TASK REQUIREMENTS:
Within the entries below, find each line containing the word "smoke" and copy it.

[EXTRACTED RECORDS Boundary: Start]

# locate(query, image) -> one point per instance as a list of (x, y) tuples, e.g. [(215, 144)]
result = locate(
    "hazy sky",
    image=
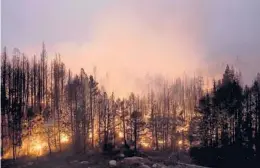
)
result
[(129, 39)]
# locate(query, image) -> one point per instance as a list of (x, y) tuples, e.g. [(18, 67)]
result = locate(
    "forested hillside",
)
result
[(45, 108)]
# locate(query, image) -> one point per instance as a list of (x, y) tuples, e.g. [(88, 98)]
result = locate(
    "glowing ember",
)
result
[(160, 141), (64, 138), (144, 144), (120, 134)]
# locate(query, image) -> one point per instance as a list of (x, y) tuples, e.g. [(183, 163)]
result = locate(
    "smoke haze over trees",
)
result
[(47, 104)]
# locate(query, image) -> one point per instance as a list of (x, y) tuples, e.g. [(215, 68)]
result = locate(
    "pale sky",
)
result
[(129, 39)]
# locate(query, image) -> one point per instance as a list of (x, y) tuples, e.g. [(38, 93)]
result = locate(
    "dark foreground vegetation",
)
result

[EXTRACTED RECORDS Boundary: End]
[EXTRACTED RECORDS Boundary: Start]

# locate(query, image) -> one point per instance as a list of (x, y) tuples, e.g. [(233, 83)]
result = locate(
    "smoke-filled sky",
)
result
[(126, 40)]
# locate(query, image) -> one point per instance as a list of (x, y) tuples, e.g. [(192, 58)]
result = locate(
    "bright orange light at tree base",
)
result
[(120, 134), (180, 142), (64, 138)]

[EXTRACTED RECORDS Boundary: End]
[EXTRACTED RECORDS Boundary: Start]

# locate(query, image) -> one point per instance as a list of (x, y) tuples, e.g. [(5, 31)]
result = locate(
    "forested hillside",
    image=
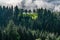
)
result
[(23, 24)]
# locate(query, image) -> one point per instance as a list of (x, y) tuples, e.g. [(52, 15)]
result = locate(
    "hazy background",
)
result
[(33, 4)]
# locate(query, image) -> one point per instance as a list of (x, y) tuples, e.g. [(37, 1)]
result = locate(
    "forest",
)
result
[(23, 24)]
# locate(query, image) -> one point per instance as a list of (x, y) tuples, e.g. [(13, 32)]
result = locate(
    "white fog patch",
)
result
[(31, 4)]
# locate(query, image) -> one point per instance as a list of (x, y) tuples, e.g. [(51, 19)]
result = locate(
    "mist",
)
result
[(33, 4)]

[EXTRACTED RECORDS Boundary: End]

REPLY:
    "smoke haze over trees",
    "smoke-filled sky",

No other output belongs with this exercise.